» EXTRACT PROVIDED:
5. Kanizsa triangle — shapes that aren't there
Italian psychologist Gaetano Kanizsa described this illusion in 1955. Three Pac-Man shapes and three line pairs create the vivid perception of a bright white triangle — complete with sharp edges and apparent brightness — that doesn't actually exist. Your visual system constructs the triangle from the alignment cues. The illusory contours are so strong that most people will swear the central triangle is whiter than the background, even though it's the same color.
const canvas = document.createElement('canvas');
canvas.width = 500; canvas.height = 500;
document.body.appendChild(canvas);
const ctx = canvas.getContext('2d');
let mouthAngle = Math.PI / 3; // animate the pac-man mouths
function draw(t) {
ctx.fillStyle = '#ffffff';
ctx.fillRect(0, 0, 500, 500);
const cx = 250, cy = 240;
const triR = 140; // distance from center to vertices
const discR = 45; // pac-man radius
const anim = Math.sin(t * 0.8) * 0.15; // subtle animation
// Calculate triangle vertices
const verts = [];
for (let i = 0; i < 3; i++) {
const a = -Math.PI / 2 + i * (Math.PI * 2 / 3);
verts.push({
x: cx + Math.cos(a) * triR,
y: cy + Math.sin(a) * triR
});
}
// Draw the inverted (outline) triangle behind
ctx.strokeStyle = '#4444ff';
ctx.lineWidth = 3;
const invVerts = [];
for (let i = 0; i < 3; i++) {
const a = Math.PI / 6 + i * (Math.PI * 2 / 3);
invVerts.push({
x: cx + Math.cos(a) * (triR * 0.75),
y: cy + Math.sin(a) * (triR * 0.75)

» GIVEN EXERCISE 1: Transcribe the rows from the very first line through the line that contains "[[126, 269]]", keeping the wording intact and omitting the pictures.

» RECORDS FOR THE EXERCISE:
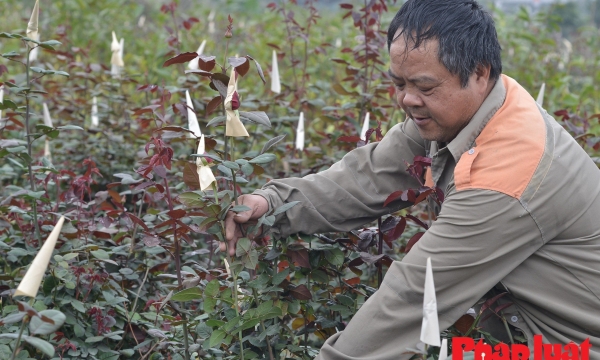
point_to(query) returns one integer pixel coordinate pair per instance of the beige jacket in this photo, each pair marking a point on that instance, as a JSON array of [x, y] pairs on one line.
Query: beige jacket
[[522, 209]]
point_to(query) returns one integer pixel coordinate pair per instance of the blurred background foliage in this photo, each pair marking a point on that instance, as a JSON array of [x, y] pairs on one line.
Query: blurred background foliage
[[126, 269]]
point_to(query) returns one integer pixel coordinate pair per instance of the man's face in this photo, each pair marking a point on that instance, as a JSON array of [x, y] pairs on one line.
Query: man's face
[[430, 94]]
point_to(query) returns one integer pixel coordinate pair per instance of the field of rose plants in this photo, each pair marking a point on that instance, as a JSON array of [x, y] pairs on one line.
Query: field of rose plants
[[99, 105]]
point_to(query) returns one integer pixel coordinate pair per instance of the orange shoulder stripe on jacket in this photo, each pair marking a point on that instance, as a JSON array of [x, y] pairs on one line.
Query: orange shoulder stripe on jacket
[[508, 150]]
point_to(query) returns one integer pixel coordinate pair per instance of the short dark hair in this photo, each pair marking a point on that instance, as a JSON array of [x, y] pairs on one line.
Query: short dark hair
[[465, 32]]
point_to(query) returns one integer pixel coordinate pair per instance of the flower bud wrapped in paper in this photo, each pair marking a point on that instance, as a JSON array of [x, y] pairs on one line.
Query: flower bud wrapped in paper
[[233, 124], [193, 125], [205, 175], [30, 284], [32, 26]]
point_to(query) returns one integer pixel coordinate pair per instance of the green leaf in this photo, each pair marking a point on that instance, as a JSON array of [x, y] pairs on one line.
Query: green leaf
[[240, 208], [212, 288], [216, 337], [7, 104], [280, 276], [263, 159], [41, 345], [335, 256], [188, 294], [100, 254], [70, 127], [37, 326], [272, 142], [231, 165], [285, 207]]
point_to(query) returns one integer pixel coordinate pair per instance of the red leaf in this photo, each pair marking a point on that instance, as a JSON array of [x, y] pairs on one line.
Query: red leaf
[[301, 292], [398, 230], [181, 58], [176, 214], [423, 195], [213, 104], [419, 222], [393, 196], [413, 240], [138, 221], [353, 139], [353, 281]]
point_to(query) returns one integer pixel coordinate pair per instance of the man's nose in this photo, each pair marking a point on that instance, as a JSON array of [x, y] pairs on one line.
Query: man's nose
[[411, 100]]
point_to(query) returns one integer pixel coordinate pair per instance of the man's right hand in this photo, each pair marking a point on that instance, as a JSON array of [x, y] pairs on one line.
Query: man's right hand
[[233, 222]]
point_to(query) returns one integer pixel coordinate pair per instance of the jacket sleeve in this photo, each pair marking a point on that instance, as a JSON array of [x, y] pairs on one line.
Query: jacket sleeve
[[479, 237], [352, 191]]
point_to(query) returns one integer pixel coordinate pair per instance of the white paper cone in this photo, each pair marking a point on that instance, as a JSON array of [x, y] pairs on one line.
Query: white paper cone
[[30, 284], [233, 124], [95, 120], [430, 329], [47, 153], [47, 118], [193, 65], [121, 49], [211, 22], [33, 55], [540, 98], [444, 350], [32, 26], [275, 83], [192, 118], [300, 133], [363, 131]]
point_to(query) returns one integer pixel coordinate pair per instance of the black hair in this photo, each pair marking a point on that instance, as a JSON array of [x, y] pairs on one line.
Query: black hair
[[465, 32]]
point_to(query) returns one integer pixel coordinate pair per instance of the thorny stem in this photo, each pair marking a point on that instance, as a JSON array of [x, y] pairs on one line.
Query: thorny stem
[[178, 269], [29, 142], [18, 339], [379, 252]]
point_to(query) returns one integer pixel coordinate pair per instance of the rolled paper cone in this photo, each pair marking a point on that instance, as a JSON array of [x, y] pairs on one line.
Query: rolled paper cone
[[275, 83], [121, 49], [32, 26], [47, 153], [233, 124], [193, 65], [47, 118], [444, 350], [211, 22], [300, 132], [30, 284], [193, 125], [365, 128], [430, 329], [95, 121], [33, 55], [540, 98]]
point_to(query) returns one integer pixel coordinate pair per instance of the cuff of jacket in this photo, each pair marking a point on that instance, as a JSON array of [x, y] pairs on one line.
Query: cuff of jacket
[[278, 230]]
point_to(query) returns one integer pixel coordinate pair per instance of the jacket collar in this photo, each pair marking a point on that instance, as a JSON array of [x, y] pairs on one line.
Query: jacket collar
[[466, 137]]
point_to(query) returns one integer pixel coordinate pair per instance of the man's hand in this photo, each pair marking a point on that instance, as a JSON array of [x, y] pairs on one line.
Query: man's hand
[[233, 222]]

» GIVEN EXERCISE 2:
From the Kanizsa triangle text, answer briefly:
(a) In what year did Gaetano Kanizsa describe the illusion?
(b) What value does the code give the pac-man radius `discR`?
(c) What color is assigned to `ctx.strokeStyle` for the outline triangle?

» WRITTEN REPLY 1:
point_to(query) returns one integer pixel coordinate pair per instance of the beige jacket in this photo, each pair marking a point on that instance, as a JSON array of [x, y] pairs on one line.
Query: beige jacket
[[522, 209]]
point_to(query) returns one integer pixel coordinate pair per instance of the blurred background foliage in this photo, each pair marking a point on that instance, as a JSON array of [x, y] pairs on one line.
Query: blurred background foliage
[[126, 269]]

» WRITTEN REPLY 2:
(a) 1955
(b) 45
(c) '#4444ff'